> _ЗАДАНИЯ_:
(1) Перепишите из текста «Трикита» отрывок от слов «По дорожке, проложенной» до слов «с шести лет.» включительно.
(2) Переведите на английский язык предложение из текста «Трикита»: «Наверное, у каждого есть свои три кита, на которых держится его личная Вселенная».

> _ЦИТИРУЕМЫЙ ТЕКСТ_:
□ □ □

Трикита

Так вышло, что я почти не знаю еврейских слов. Наверное, с десяток на иврите и еще меньше на идише. Но есть два слова, которые застряли в моей памяти с детства: «цимес» и «амэхае». Вообще-то цимес - традиционное национальное блюдо. Но не только! Как и «амэхае», это слово призвано выразить невыразимое. Вдруг вам захочется пищать от восторга? Притом речь может идти не обязательно о стряпне: мало ли какая «вкуснота» заставит вас смаковать!

Наверное, у каждого есть свои три кита, на которых держится его личная Вселенная. У меня, например, такая «трикита» имеется. Три колоссальных впечатления, позволившие мне превратиться из личинки человека в то, чем я стала.

Первым «цимесом» был мюзикл 1965 года «Звуки музыки», удостоенный пяти премий Американской академии киноискусств. Вторым – советско-американский фильм-сказка 1976 года «Синяя птица» по одноименной пьесе Метерлинка. Третьим – музыкальный спектакль «Ханума» Ленинградского Большого драматического театра, выпущенный Товстоноговым в 1972 году.

По дорожке, проложенной в подсознании фабулой фильма «Звуки музыки», послушно покатилась тележка моей судьбы. Не жизнь, а римейк кинокартины, со всеми плюсами и минусами. Я не преувеличиваю. То же стремление уйти от мира к Богу и полнейшая невозможность сделать это по причине неподходящего склада личности. Та же предрасположенность к играм с чужими детьми, которые постепенно становятся  родными благодаря радости совместного творчества. Та же влюбленность в «человека постарше», рука и сердце которого обещаны другой женщине. С одной лишь разницей: гувернантку Марию, главную героиню, ждал хеппи-энд (баронесса, с которой был помолвлен ее возлюбленный, отпустила его на волю). Мне же на подобный финал рассчитывать не приходится. Прекрасный фильм! Уверена в этом, хоть и не пересматривала его с шести лет.

□ □ □

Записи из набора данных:
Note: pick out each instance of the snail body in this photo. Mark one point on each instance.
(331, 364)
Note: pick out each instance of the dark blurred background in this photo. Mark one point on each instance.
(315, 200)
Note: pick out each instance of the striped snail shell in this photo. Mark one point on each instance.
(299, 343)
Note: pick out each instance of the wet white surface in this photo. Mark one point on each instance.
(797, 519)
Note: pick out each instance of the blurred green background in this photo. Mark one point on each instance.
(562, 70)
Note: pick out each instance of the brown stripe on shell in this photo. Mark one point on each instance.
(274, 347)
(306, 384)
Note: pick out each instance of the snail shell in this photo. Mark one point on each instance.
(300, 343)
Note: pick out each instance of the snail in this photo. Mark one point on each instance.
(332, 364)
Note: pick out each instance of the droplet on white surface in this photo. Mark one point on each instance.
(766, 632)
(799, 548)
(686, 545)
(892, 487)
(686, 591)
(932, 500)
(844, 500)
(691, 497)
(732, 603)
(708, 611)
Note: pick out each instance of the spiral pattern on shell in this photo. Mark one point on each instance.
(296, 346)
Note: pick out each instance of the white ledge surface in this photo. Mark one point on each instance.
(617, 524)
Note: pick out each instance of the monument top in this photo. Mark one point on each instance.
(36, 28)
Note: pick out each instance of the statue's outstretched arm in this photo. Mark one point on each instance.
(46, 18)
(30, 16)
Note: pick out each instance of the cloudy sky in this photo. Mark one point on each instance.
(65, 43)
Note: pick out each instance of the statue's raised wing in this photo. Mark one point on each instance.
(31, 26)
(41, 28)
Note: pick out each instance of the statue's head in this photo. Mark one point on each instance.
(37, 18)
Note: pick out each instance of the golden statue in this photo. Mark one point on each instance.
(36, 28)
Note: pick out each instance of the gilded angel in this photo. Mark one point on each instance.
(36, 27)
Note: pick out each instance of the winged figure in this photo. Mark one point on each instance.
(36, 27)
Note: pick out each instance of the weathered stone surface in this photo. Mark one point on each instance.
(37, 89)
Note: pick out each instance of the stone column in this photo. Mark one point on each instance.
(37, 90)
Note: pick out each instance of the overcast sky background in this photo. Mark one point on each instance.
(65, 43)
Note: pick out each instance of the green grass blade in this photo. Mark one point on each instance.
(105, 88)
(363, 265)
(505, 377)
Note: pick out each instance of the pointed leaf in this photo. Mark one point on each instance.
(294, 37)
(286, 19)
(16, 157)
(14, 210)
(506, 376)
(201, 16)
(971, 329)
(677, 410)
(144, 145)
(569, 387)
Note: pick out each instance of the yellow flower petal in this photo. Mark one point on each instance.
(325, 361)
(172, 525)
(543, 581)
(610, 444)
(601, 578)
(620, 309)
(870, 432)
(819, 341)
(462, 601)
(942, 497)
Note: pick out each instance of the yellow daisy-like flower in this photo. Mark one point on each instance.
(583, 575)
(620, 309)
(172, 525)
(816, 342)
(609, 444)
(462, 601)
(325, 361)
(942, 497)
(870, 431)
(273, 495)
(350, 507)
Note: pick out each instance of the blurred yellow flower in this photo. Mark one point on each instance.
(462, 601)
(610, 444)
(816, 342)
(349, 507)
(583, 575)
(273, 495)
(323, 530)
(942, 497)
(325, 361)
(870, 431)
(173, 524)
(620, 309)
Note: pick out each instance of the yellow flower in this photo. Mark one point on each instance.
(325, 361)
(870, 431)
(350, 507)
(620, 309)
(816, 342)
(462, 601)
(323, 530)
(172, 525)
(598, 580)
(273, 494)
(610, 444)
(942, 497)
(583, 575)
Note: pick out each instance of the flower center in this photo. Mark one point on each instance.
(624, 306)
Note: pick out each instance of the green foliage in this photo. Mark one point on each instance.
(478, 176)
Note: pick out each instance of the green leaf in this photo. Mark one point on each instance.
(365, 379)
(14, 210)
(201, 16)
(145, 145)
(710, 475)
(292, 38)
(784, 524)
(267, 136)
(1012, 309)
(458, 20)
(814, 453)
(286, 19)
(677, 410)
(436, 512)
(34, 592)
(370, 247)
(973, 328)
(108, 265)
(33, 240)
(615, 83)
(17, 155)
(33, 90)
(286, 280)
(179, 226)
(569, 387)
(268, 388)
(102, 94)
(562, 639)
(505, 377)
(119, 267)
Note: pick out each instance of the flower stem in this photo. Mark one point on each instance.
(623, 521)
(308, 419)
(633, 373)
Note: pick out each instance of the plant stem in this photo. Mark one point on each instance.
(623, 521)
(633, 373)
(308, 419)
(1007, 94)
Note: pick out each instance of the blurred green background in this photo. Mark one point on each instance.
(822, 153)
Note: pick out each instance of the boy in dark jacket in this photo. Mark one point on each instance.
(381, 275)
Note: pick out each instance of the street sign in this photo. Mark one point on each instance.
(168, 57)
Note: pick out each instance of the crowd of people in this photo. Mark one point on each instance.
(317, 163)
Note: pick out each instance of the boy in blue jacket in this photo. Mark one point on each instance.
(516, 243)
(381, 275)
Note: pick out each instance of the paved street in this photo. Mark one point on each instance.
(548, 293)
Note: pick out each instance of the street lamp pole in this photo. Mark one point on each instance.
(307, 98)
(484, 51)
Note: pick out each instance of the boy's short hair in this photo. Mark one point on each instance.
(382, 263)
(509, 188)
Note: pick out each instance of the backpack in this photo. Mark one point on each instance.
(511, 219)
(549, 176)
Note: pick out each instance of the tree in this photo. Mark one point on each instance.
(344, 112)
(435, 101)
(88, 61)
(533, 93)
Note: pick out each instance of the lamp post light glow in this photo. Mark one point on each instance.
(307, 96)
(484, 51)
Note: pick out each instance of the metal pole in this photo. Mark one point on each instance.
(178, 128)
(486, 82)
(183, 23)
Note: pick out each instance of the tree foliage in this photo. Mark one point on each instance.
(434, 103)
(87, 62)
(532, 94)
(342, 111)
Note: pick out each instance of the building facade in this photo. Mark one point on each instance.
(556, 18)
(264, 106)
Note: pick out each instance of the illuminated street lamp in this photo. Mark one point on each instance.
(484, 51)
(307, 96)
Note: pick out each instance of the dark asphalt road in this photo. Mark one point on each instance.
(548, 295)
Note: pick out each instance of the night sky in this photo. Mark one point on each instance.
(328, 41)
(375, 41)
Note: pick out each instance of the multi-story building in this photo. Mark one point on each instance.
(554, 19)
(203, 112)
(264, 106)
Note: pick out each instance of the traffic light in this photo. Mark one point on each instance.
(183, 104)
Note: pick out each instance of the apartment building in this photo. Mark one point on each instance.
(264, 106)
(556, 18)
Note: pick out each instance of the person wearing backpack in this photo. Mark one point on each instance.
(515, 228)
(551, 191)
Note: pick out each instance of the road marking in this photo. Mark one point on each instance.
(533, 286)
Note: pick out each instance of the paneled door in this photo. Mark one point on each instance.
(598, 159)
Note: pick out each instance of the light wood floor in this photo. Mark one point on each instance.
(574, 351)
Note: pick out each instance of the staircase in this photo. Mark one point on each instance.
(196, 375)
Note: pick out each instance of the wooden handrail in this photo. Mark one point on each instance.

□ □ □

> _ОТВЕТЫ ПО ПОРЯДКУ_:
(1)
По дорожке, проложенной в подсознании фабулой фильма «Звуки музыки», послушно покатилась тележка моей судьбы. Не жизнь, а римейк кинокартины, со всеми плюсами и минусами. Я не преувеличиваю. То же стремление уйти от мира к Богу и полнейшая невозможность сделать это по причине неподходящего склада личности. Та же предрасположенность к играм с чужими детьми, которые постепенно становятся  родными благодаря радости совместного творчества. Та же влюбленность в «человека постарше», рука и сердце которого обещаны другой женщине. С одной лишь разницей: гувернантку Марию, главную героиню, ждал хеппи-энд (баронесса, с которой был помолвлен ее возлюбленный, отпустила его на волю). Мне же на подобный финал рассчитывать не приходится. Прекрасный фильм! Уверена в этом, хоть и не пересматривала его с шести лет.

(2) Everyone probably has their own three whales on which their personal Universe rests.